Activity —
Report every line below that carries the word "blonde".

(Natural-language object grounding data)
################

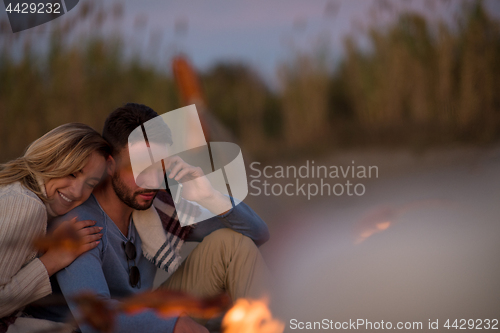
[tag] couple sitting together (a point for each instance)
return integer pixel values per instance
(74, 177)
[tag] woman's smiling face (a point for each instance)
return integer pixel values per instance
(68, 192)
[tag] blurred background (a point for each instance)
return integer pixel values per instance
(411, 86)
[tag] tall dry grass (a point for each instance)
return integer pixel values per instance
(420, 84)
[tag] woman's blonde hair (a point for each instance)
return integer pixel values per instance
(58, 153)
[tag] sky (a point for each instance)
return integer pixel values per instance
(260, 33)
(263, 33)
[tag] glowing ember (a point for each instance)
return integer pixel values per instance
(251, 316)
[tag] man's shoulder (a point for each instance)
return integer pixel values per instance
(89, 210)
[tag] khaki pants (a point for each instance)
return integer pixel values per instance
(225, 261)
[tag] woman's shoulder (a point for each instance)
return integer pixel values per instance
(18, 205)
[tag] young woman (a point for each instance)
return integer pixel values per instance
(57, 173)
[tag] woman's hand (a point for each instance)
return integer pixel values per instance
(67, 241)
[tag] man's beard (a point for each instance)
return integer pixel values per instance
(125, 195)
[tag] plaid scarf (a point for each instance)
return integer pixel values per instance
(161, 232)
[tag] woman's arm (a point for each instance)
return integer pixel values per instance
(22, 219)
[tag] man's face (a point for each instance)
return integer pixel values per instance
(125, 185)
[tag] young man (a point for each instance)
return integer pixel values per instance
(227, 259)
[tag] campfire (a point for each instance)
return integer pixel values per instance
(246, 316)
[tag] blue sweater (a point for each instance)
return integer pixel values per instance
(104, 269)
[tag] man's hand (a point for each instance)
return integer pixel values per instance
(187, 325)
(196, 186)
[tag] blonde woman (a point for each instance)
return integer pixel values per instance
(57, 173)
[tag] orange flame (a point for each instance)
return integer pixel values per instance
(251, 316)
(169, 303)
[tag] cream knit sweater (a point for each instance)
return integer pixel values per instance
(23, 277)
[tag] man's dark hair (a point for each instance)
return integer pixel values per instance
(122, 121)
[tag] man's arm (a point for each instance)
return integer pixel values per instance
(198, 188)
(241, 219)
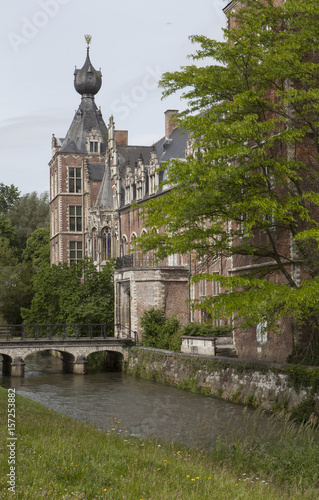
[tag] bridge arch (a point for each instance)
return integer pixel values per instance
(74, 352)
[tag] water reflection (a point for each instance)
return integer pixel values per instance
(134, 406)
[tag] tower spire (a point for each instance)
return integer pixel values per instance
(88, 39)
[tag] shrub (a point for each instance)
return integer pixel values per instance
(160, 332)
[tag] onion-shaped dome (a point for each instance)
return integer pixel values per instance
(87, 80)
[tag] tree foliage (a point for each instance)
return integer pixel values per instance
(252, 184)
(72, 294)
(9, 195)
(28, 213)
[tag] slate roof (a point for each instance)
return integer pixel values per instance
(87, 117)
(173, 147)
(96, 171)
(87, 81)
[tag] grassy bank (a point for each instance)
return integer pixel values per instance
(59, 458)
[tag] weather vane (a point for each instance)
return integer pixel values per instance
(88, 39)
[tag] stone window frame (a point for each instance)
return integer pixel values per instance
(74, 180)
(75, 251)
(75, 219)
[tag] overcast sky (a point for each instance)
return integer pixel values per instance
(133, 42)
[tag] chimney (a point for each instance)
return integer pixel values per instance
(170, 121)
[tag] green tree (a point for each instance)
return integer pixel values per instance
(9, 195)
(72, 294)
(253, 115)
(16, 291)
(28, 213)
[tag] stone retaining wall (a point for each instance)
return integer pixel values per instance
(271, 386)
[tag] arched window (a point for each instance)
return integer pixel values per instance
(106, 244)
(94, 244)
(124, 245)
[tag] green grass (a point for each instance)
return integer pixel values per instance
(59, 458)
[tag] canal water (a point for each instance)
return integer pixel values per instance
(128, 405)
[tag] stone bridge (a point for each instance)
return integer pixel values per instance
(74, 351)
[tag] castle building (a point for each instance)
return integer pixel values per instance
(98, 182)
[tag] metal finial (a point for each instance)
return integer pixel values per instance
(88, 39)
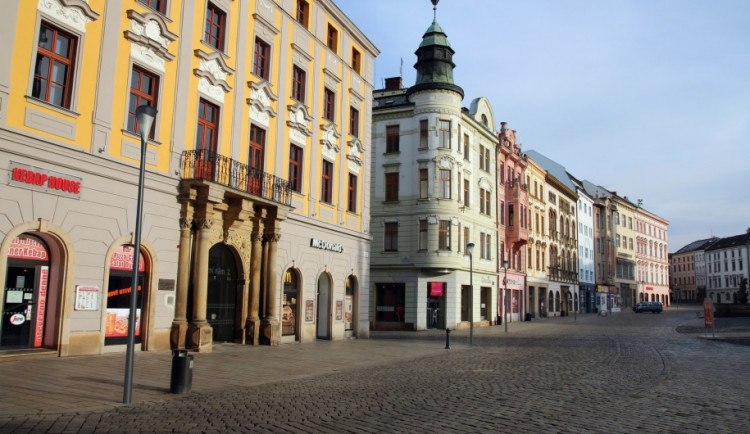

################

Answer space —
[tag] woman's blonde hair (a point for each instance)
[tag] blonde woman (a point for each instance)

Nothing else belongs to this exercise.